* EXERCISE DESCRIPTION:
After locating the line that contains "Query string: staircase descending slope", output that line and each one following it, exactly, to the end of the entries. No pictures.

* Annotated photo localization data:
------------------------------------------------------------
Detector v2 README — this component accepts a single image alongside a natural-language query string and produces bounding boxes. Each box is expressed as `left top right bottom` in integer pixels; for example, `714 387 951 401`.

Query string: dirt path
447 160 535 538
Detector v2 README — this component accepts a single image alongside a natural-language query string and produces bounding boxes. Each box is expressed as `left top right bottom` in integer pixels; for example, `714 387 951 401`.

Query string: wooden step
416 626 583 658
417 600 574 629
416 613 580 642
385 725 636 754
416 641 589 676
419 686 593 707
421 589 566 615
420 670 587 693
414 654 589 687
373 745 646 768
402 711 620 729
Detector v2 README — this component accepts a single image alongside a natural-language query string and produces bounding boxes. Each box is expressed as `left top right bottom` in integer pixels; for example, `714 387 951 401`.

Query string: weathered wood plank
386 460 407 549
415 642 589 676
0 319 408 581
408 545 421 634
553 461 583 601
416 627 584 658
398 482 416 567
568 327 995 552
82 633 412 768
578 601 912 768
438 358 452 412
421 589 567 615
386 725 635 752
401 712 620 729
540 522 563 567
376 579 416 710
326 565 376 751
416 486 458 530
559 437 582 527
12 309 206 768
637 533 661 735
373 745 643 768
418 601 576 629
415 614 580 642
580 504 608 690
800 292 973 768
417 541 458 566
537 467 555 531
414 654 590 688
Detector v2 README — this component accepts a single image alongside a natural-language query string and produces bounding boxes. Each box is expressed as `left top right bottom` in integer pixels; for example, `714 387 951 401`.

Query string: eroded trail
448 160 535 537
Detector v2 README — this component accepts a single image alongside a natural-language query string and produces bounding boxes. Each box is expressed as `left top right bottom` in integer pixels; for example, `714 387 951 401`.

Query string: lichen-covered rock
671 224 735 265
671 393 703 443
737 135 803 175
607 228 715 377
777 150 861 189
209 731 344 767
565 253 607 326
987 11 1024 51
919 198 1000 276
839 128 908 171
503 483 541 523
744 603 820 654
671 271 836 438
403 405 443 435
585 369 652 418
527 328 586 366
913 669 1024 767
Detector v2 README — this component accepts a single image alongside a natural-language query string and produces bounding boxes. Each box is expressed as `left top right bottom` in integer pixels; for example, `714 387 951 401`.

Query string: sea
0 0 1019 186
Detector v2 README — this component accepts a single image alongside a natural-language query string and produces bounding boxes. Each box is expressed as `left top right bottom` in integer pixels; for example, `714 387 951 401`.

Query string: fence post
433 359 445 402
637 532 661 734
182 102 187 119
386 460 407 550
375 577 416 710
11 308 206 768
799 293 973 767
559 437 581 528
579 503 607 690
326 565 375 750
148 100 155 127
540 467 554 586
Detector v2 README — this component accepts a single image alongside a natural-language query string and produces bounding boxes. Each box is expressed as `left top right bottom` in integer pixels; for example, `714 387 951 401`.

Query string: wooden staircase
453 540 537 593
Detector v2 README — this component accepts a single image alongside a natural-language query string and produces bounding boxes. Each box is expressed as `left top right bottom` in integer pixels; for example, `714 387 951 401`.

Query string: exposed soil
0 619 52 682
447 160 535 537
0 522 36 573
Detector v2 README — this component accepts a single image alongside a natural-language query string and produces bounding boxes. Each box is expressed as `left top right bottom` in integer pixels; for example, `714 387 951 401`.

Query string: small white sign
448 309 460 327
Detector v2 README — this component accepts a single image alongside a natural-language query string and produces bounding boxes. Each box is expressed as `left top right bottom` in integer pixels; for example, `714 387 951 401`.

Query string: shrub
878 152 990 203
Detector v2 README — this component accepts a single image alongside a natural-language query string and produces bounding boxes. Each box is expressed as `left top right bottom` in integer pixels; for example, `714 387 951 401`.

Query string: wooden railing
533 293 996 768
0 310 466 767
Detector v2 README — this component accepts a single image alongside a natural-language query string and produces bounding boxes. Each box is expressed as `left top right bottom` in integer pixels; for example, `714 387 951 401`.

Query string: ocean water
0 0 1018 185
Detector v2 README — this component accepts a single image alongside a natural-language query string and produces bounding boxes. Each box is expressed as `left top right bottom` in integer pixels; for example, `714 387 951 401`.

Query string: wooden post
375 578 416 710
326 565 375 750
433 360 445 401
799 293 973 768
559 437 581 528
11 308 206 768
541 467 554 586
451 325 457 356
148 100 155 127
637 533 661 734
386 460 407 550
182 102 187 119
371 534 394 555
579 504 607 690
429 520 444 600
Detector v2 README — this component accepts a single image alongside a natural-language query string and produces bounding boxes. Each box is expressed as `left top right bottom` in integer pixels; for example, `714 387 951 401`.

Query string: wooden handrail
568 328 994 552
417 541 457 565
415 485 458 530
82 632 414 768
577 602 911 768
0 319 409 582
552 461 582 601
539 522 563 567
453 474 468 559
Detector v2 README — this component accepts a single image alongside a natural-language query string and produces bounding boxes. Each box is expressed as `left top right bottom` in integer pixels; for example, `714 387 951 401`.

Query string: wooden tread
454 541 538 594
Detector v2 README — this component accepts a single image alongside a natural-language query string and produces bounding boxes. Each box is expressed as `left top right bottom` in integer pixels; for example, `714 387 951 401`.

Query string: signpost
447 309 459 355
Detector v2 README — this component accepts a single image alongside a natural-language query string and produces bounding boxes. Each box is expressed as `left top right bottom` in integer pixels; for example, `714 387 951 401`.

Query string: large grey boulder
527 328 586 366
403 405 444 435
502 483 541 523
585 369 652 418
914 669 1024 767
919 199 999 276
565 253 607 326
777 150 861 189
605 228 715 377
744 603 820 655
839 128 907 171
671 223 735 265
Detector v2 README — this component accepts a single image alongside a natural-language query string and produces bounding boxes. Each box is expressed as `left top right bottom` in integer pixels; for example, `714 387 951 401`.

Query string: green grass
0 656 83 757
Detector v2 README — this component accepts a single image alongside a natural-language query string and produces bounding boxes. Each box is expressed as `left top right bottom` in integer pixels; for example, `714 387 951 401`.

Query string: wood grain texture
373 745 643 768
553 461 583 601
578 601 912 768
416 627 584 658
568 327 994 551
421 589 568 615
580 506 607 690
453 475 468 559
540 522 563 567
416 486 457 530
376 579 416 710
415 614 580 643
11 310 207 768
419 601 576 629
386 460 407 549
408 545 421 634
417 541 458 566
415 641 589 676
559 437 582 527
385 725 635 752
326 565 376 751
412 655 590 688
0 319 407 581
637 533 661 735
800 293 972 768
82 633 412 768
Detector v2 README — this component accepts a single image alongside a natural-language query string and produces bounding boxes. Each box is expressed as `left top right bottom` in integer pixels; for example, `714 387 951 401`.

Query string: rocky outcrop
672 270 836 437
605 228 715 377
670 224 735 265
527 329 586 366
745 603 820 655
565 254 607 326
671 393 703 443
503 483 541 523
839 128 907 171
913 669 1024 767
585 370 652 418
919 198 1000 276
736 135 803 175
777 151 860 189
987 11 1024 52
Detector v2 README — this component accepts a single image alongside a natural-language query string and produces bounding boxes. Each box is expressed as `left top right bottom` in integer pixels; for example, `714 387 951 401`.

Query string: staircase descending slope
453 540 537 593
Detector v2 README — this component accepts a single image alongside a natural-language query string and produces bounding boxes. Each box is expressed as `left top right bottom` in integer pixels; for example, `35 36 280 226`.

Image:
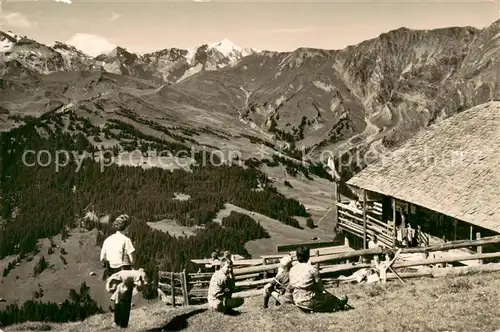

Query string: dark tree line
0 282 103 328
269 115 309 143
221 211 270 240
32 256 49 277
2 256 21 277
269 154 333 181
------------------------------------------------------------
* SOLUTION FOR THIS EXERCISE:
Query string: staircase descending slope
453 540 537 593
Detector v2 README — this component accepts a single image alongside a natural-language query string and produces bounding boxes. Each box is expressed as `left top right bottom` in integer pixels; for example, `35 36 280 226`.

Image:

Query string: dark tree line
0 282 103 328
269 115 309 143
221 211 270 240
32 256 49 277
2 256 21 277
269 154 333 181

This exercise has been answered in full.